What to work on |
Reproduce verbatim the stretch of the Shewan Inquiry text below from "Shewan says Little" through "never asked to.".

Shewan recommendations adopted

July 14th, 2016 at 11:00 am by David Farrar

The Government announced:

The Government is acting on all recommendations from the Shewan Inquiry into foreign trust disclosure rules, Finance Minister Bill English and Revenue Minister Michael Woodhouse announced today.

The Inquiry made a number of recommendations which propose improvements to registration and disclosure of information, anti-money laundering rules and increased information sharing between government agencies.

“The Government has always been open to making improvements to New Zealand’s already strong tax settings if that was warranted,” Mr English says.

“The Shewan Inquiry’s recommendations are sensible and well-reasoned and by acting on all of them, we will ensure that our foreign trust disclosure rules are strengthened and New Zealand’s reputation is protected.

“The changes to the foreign trust rules are a matter that the Government intends to move quickly on.

“The Government intends to introduce legislation to require a register that is searchable by Internal Affairs and the Police, and annual disclosure requirements in the coming months.”

So the Government is implementing Shewan’s recommendations while Andrew Little has still not apologised to him for slandering him.

Gower says Little should apologise to Shewan

June 30th, 2016 at 10:00 am by David Farrar

Patrick Gower writes:

Andrew Little should apologise to tax expert John Shewan for treating him with utter contempt and total disrespect.

Mr Little has been caught out big time — and it serves him right.

Mr Little got things wrong about Mr Shewan and has to put them right.

So Mr Little issued a retraction — at 5:17pm on Saturday, June 18 — two hours and 18 minutes before kick-off of the Wellington Test.

This is so cynical it is sad. Everybody knows that is the absolutely dead time in a media cycle when it would get the least attention. It is cunning and awful and rude and Mr Little’s actions show why people distrust politicians.

Now things have bounced back on Mr Little and his own credibility is being called into question — and it serves him right.

A lot of this is arcane and complex but it is important because Mr Little is auditioning to be Prime Minister. His actions and his words are important.

Mr Little yesterday repeatedly said that Mr Shewan did not ask him for an apology about incorrect statements made about him.

So then Mr Shewan pulled out a letter to Mr Little that said: “I now request the statement I sent to you yesterday be issued with the following additions: ‘I apologise to Mr Shewan for any embarrassment I have caused him through my statements’.”

Sadly for Mr Little, it doesn’t get much clearer than that. Contrary to his public claims, Mr Shewan asked for an apology.

 

Mr Shewan has produced an excellent report,. Labour has been quoting it in Parliament and saying it is good. But previously Little was accusing Shewan of being involved in helping the Bahamas stay a tax haven. He admits he was totally wrong on this, but won’t apologise to Shewan for the smear of his reputation.

Shewan says Little is lying

June 29th, 2016 at 10:00 am by David Farrar

The Herald reports:

Tax expert John Shewan says that claims by Andrew Little that he did not seek an apology from the Labour leader are misleading.

“The statement that I never asked for an apology is completely incorrect,” Mr Shewan told the Herald today.

Mr Little told reporters this morning that he did not apologise to Mr Shewan, a former PwC chairman, over incorrect statements he made about his background in April because he was never asked to.

Dataset extract |
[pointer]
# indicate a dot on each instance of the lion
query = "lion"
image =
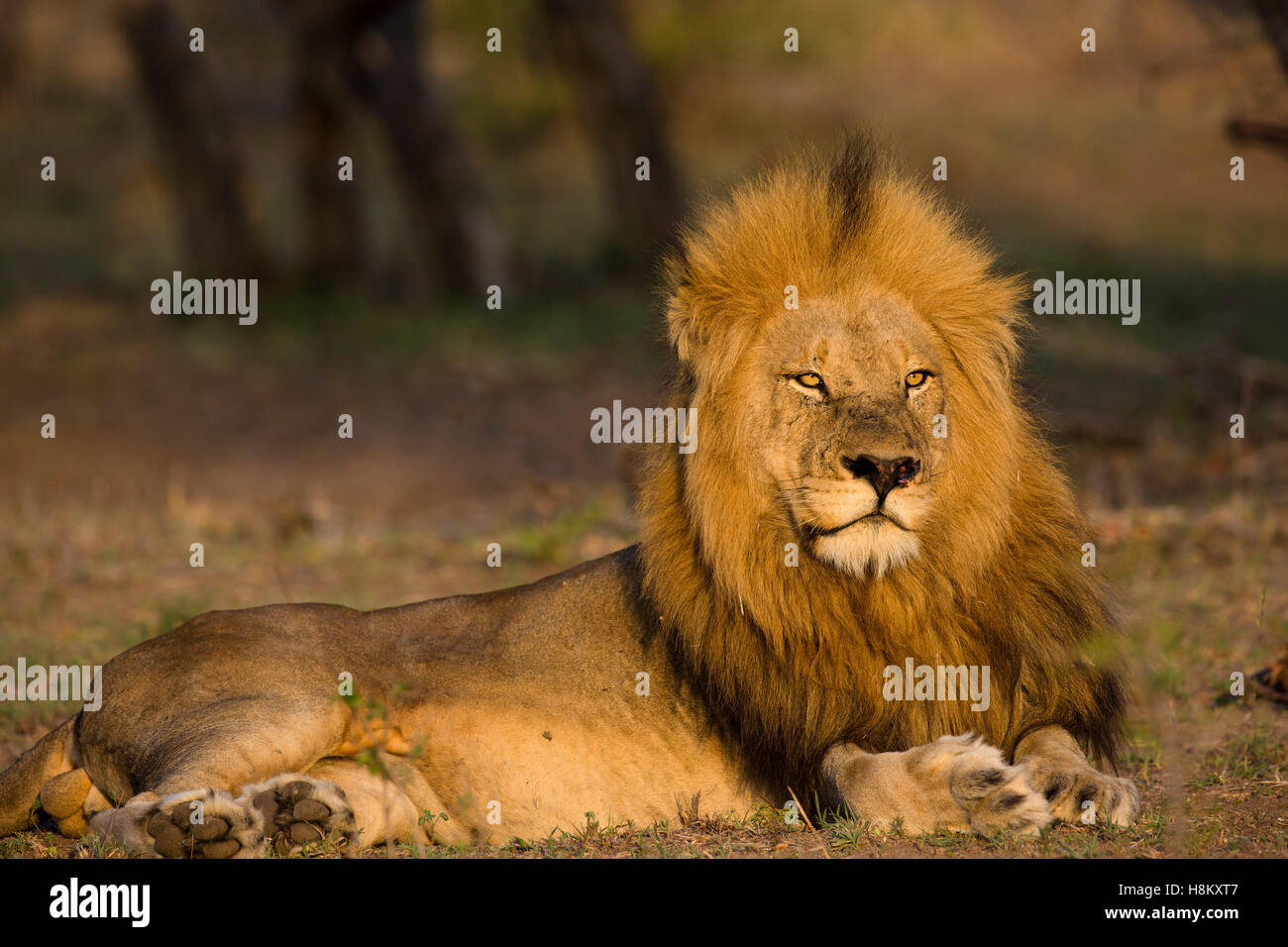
(868, 497)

Worked solution |
Shewan says Little is lying

June 29th, 2016 at 10:00 am by David Farrar

The Herald reports:

Tax expert John Shewan says that claims by Andrew Little that he did not seek an apology from the Labour leader are misleading.

“The statement that I never asked for an apology is completely incorrect,” Mr Shewan told the Herald today.

Mr Little told reporters this morning that he did not apologise to Mr Shewan, a former PwC chairman, over incorrect statements he made about his background in April because he was never asked to.